Request: From the records below, copy out word for word only the lines beginning with the one that contains "Can you find the distant" and continuing through the one that contains "pixel 564 212", both of those lines included.
— start Information given —
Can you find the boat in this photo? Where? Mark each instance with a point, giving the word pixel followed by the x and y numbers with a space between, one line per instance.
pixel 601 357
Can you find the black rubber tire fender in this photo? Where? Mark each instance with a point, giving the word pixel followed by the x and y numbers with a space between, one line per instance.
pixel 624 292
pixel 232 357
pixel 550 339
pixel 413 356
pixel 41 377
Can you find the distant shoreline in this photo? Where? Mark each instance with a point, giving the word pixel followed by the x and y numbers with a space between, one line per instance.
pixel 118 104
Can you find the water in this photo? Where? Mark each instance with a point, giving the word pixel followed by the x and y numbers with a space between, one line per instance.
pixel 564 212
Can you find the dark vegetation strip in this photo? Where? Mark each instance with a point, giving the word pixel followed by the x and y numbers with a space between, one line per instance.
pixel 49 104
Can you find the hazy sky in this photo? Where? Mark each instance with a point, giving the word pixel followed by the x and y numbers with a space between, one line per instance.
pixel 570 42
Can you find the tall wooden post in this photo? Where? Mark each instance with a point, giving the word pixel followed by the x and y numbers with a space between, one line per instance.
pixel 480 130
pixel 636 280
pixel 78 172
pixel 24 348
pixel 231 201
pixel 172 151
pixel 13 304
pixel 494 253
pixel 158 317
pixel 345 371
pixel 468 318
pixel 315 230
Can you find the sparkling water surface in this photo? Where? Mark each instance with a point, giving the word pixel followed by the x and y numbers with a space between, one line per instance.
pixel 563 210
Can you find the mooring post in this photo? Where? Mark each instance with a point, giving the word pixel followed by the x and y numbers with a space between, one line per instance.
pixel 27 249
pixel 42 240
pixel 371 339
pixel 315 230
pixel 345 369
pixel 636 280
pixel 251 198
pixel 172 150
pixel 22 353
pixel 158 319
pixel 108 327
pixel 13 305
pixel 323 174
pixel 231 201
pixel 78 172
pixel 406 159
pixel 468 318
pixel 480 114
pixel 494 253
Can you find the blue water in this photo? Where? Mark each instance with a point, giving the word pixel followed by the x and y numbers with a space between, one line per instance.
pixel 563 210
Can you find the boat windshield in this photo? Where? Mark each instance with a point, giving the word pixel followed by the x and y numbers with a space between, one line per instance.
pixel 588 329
— end Information given —
— start Information given —
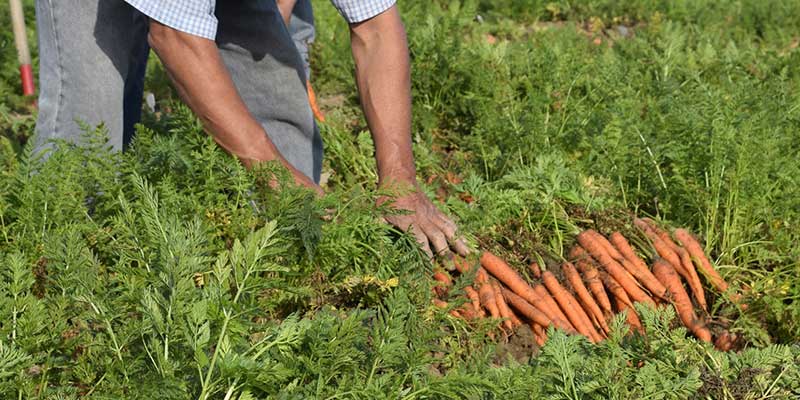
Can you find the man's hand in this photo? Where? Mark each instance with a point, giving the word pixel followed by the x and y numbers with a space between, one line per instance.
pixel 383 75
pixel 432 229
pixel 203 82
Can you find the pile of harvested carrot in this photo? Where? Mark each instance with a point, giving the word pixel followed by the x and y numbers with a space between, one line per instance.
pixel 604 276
— end Information given —
— start Information given —
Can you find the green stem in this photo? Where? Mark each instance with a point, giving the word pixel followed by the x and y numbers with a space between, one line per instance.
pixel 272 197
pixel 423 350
— end Information given —
Solution for this exercise:
Can you find the distant shoreline in this photo? Where? Mark each instance with a point, giving the word pixel followed by the x and y numbers with a space between, one line per instance.
pixel 118 104
Can you find the water in this photo? Where? Mark each instance with a point, giving the word pixel followed by the x and y numbers with a space between, one line per instance.
pixel 564 212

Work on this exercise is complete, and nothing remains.